§ **Extract to read**

□ □ □ □ □ □ □

Hamlet in Berkshire, England

Ownham is a hamlet in Berkshire, England, and part of the civil parish of Boxford (where according to the Grid Ref at the 2011 Census the majority of the hamlet's population was included).

The settlement lies south of the M4 motorway, and is located approximately 4 mi north-west of Newbury.

Located at the top of a hill above Boxford, the hamlet has views over the Lambourn Valley.

==Archaeology==
A Roman road Ermin Way that linked Corinium Dobunnorum (Cirencester) and Calleva Atrebatum (Silchester) ran from southeast to northwest through Ownham. It is no longer accessible but is visible from aerial archaeology near William's Copse.

Early man was drawn to settle here because of the clear water supply and river ford in Boxford. Neolithic flints have been found in Ownham.

==Social and economic history==
Ownham (which has seven dwellings) is formed by a triangle of three historic farmhouses: Ownham Farm (also known as Upper Farm), Old Farm (also known as Ownham Old Farmhouse) and Lower Farm. Other notable historic buildings are a farm tenant's thatched cottage, a chapel of ease and a merchant house. All buildings are now residential. Two of the buildings in Ownham are Grade II listed.

The road through Ownham does not have a name and most dwelling addresses are three digit numbers corresponding to historic farm plot numbers ("xxx Ownham").

Much of the surrounding farmland is part of Sir Richard Sutton's Settled Estates. The 6,500-acre property is given over to a variety of arable crops including wheat, barley, peas and beans, as well as a beef herd and sheep.

The area around Ownham has a higher proportion of forestry than elsewhere in the Parish.

On 12 June 2016 a civic street ceremony and party took place in Ownham to celebrate the Queen's 90th birthday.

==Transport==
Ownham lies on an unnamed road between Coombesbury Lane and Lambourn Road with a short no through road spur. The unnamed road was resurfaced in August 2013 by West Berkshire council.

Before the resurfacing the unnamed road was one continuous road with the spur giving right of way. At the end of the works road markings were applied that made the spur and the lower part of the unnamed road one continuous road. The upper part of the unnamed road which runs from Coombesbury Lane now gives right of way at the spur. The change in road layout is likely to be a mistake as no record of a planned change exists.

Ownham has two footpaths that historically were functional rights of way for the farming community. One footpath (Boxford Parish Path 14) links Ownham to the Wickham Heath bus stop for route 4 Newbury to Lambourn. The other footpath (Boxford Parish Path 17) runs from the heart of Ownham to an isolated section of the B4000.

□ □ □ □ □ □ □

§ **Information provided**
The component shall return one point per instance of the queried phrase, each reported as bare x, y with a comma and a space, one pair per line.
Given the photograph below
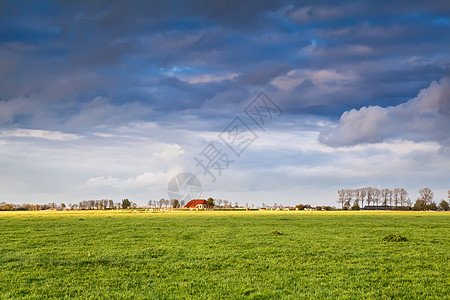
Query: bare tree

□ □ □ □ □ □ □

§ **Work request**
Update the part of the Ownham text from "The area around" up to and including "planned change exists." by writing it out again with "spur" replaced by "side road".

§ **Exercise solution**
The area around Ownham has a higher proportion of forestry than elsewhere in the Parish.

On 12 June 2016 a civic street ceremony and party took place in Ownham to celebrate the Queen's 90th birthday.

==Transport==
Ownham lies on an unnamed road between Coombesbury Lane and Lambourn Road with a short no through road side road. The unnamed road was resurfaced in August 2013 by West Berkshire council.

Before the resurfacing the unnamed road was one continuous road with the side road giving right of way. At the end of the works road markings were applied that made the side road and the lower part of the unnamed road one continuous road. The upper part of the unnamed road which runs from Coombesbury Lane now gives right of way at the side road. The change in road layout is likely to be a mistake as no record of a planned change exists.